Goal 1:
In the entries, retype every line from the one containing "drop a dot on every instance of the soil" up to and including the one containing "column 51, row 74".

** start of Page excerpt **

Friday, July 27th, 2018

Earlier this week I posted an article on plantains. Here is the link to that posting:

In that posting I promised my simple recipe for Coconut Plantains, so here it is for you to try. This is a cooking-by-the-strings-of your-apron recipe that has wiggle room for you to add or subtract ingredients you like or do not like.


Utensils: Cutting board and knife, fry pan, serving bowls
Prep. Time: 10 minutes
Cooking Time: 6-7 minutes
Categories: Vegan, Gluten Free


2 very ripe plantains, as above, peeled and sliced 1/4-1/2 inch thick
1 T. coconut oil or other oil of your choice
1 T. coconut brown sugar
1/4 cup coconut milk or no sugar added juice, such as apple or pear
almond or vanilla extract (optional)
coconut yogurt (or other yogurt of your choice if not a vegan)
almond slivers or other nut of your choice


1. Peel and slice plantains into 1/4-1/2 inch circles.

2. In a medium-sized fry pan, place coconut oil and allow to melt. Add sliced plantains and cook for 2-3 until they start to brown.

3. Sprinkle on coconut sugar and stir into plantains, gently. Cook 2 more minutes.

4. Add juice and cook another 2 minutes, adding almond extract if you wish.

5. Allow to cool a couple of minutes. Place in serving bowls and top with coconut yogurt. Top with almond slivers and serve warm or chilled. Enjoy!

P.S. Trader Joe’s sells baked plantain chips with no sugar. Tasty snack or use for dipping.

** end of Page excerpt **
** start of Data records **

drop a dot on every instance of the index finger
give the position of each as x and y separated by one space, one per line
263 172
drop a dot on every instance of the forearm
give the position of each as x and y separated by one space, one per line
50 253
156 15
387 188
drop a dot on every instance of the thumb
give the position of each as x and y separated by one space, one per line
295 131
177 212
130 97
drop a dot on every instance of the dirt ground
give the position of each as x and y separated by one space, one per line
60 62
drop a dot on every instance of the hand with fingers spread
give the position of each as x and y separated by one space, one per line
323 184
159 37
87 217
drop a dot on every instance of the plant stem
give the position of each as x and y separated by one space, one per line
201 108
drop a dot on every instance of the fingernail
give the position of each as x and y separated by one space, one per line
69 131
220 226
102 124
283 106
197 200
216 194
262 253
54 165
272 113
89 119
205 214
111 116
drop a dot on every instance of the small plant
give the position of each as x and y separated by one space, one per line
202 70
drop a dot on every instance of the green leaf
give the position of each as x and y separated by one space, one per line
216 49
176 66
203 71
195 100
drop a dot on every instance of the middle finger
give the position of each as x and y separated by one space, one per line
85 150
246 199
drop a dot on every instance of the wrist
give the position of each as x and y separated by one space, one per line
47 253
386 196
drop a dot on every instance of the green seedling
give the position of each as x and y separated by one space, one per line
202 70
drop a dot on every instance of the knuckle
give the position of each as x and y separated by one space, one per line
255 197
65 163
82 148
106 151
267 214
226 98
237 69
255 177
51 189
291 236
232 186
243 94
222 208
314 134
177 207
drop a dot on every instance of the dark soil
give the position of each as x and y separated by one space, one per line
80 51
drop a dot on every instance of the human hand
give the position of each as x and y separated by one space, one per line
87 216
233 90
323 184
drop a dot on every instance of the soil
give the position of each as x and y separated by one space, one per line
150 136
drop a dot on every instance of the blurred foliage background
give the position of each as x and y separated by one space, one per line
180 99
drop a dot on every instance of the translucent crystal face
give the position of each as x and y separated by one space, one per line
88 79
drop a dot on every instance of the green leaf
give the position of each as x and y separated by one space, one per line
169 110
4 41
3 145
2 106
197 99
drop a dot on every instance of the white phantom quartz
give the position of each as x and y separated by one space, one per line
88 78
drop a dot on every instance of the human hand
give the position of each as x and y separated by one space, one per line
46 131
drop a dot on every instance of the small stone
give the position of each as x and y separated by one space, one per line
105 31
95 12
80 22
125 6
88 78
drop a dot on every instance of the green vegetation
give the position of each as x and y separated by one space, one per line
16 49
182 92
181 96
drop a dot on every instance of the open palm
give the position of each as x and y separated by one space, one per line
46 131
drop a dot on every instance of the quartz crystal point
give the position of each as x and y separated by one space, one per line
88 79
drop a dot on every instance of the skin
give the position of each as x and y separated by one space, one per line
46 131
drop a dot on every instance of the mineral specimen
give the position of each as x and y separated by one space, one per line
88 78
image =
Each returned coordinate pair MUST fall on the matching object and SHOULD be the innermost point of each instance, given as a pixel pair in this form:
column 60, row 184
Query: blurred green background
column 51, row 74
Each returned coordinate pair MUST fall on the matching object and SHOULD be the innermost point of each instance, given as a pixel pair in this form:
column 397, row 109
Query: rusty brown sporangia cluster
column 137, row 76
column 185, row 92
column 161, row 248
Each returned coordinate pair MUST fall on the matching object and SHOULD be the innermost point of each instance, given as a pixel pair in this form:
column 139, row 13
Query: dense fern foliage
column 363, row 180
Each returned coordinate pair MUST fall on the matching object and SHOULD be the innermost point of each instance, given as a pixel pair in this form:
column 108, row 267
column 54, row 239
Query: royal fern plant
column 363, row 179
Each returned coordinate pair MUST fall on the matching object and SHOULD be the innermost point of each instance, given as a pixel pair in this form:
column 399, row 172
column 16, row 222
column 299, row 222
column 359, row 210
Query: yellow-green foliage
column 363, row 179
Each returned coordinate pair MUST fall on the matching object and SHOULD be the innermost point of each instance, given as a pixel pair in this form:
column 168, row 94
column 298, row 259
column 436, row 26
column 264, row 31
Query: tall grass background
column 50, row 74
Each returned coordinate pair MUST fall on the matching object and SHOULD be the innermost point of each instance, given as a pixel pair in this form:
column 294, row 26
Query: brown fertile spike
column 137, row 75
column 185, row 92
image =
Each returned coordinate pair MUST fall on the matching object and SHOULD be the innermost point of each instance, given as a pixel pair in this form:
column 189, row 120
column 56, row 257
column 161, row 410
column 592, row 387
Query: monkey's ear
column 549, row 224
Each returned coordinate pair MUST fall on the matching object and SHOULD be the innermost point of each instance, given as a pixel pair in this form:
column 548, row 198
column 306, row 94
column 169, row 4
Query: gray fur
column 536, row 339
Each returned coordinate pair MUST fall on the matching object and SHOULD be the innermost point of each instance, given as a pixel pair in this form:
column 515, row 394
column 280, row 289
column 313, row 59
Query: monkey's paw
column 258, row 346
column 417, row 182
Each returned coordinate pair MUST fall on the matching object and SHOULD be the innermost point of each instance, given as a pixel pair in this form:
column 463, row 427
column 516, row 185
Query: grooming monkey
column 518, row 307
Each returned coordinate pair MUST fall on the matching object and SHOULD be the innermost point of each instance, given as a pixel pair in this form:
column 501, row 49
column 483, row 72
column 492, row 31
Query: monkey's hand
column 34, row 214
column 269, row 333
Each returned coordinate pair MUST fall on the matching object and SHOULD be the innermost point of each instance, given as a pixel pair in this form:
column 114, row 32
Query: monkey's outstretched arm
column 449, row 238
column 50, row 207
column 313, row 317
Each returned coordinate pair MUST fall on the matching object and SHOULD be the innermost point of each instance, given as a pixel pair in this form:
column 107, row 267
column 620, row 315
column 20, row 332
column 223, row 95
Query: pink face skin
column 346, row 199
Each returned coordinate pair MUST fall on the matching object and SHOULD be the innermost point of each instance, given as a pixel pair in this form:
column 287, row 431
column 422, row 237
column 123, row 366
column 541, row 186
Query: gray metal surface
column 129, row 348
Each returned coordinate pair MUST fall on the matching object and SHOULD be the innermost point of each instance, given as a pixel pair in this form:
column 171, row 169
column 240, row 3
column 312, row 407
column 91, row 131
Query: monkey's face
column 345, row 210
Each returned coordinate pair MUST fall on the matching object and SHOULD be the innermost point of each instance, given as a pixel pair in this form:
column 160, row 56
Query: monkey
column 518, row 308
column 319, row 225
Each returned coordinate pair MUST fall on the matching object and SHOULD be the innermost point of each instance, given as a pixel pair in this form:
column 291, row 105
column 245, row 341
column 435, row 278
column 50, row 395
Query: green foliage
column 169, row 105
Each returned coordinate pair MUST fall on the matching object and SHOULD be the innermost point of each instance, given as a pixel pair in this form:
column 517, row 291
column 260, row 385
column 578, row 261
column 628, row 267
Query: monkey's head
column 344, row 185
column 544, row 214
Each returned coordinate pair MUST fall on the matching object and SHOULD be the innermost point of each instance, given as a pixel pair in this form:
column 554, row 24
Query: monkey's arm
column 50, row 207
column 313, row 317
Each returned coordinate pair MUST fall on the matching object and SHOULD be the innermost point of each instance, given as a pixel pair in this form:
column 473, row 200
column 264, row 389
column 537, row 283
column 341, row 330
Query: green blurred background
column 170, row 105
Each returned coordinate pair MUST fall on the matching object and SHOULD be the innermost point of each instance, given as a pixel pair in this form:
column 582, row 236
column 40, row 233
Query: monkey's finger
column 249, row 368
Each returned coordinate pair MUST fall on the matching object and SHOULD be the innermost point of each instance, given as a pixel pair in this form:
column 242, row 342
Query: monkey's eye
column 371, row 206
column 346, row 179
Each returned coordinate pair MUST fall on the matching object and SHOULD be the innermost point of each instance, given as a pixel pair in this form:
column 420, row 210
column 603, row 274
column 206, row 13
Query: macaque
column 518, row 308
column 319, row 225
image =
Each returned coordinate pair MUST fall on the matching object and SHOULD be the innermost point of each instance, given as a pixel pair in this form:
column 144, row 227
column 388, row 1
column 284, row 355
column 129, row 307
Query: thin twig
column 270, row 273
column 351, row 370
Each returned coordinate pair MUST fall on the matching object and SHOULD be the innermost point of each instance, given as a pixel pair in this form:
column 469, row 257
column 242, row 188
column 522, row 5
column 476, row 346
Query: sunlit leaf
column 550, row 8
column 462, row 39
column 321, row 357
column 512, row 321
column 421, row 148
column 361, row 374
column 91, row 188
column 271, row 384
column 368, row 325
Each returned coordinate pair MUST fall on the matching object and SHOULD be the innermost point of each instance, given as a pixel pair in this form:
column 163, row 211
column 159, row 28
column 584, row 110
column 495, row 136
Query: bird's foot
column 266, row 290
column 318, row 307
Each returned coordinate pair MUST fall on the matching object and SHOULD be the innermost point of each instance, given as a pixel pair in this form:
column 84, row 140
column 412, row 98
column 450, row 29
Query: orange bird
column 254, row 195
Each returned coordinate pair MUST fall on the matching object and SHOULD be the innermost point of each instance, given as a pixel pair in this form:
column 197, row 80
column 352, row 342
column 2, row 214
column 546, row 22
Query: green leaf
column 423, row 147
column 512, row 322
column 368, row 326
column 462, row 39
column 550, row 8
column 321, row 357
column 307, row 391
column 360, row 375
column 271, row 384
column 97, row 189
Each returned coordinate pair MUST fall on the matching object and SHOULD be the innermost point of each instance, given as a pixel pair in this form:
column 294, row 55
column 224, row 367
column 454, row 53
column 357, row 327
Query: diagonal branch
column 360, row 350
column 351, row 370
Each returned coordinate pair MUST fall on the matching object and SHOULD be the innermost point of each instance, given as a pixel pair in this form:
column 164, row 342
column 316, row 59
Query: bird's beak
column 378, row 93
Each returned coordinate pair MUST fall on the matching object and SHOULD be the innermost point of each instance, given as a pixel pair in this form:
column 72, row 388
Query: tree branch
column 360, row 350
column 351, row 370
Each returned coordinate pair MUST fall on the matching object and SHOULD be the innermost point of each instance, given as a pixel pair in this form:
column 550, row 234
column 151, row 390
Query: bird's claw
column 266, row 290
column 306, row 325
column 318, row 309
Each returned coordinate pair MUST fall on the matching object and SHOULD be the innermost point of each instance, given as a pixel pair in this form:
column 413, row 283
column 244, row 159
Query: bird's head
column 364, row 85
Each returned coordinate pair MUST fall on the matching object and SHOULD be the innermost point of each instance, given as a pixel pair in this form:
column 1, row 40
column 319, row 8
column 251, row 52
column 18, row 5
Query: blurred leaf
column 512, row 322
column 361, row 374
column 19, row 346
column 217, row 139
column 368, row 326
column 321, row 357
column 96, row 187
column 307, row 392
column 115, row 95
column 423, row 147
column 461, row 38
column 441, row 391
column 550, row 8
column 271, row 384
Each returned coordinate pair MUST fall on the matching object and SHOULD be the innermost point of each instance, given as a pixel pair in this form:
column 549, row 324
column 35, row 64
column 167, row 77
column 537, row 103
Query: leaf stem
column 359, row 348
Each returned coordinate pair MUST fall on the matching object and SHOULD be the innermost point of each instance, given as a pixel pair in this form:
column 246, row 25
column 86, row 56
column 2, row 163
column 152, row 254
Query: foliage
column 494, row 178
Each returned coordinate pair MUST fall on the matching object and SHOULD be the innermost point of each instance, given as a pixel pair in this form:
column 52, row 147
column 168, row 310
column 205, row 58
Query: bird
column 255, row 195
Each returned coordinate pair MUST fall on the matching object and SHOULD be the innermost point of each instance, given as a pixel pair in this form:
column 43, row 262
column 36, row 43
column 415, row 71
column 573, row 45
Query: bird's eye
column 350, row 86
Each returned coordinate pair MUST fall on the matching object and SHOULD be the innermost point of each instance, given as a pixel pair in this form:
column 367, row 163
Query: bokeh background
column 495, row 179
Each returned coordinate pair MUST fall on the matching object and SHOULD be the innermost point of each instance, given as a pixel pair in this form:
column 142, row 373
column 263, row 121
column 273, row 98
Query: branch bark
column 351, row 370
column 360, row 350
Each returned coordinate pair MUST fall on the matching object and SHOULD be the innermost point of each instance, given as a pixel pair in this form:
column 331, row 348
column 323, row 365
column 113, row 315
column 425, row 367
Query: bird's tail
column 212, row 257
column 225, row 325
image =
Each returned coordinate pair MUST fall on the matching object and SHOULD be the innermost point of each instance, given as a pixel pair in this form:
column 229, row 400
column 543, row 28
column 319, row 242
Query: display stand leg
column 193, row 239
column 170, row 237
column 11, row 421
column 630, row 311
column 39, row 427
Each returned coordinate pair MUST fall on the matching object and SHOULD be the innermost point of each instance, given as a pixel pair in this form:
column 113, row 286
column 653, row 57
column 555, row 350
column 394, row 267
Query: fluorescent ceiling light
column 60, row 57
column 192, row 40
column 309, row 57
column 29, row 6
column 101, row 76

** end of Data records **

Goal 2:
According to the plantain recipe, what is the prep time?

Final answer 1:
drop a dot on every instance of the soil
give the position of each as x and y separated by one space, one per line
150 136
drop a dot on every instance of the blurred foliage background
give the position of each as x and y separated by one space, one per line
180 99
drop a dot on every instance of the translucent crystal face
give the position of each as x and y separated by one space, one per line
88 79
drop a dot on every instance of the green leaf
give the position of each as x and y separated by one space, one per line
169 110
4 41
3 145
2 106
197 99
drop a dot on every instance of the white phantom quartz
give the position of each as x and y separated by one space, one per line
88 78
drop a dot on every instance of the human hand
give the position of each as x and y separated by one space, one per line
46 131
drop a dot on every instance of the small stone
give the position of each as x and y separated by one space, one per line
105 31
95 12
80 22
125 6
88 78
drop a dot on every instance of the green vegetation
give the position of each as x and y separated by one space, one per line
16 49
182 92
181 96
drop a dot on every instance of the open palm
give the position of each as x and y separated by one space, one per line
46 131
drop a dot on every instance of the quartz crystal point
give the position of each as x and y separated by one space, one per line
88 79
drop a dot on every instance of the skin
give the position of each as x and y separated by one space, one per line
46 131
drop a dot on every instance of the mineral specimen
give the position of each as x and y separated by one space, one per line
88 78
image =
Each returned coordinate pair MUST fall on the matching object and SHOULD be the innermost point of each instance, given as a pixel pair in this form:
column 60, row 184
Query: blurred green background
column 51, row 74

Final answer 2:
10 minutes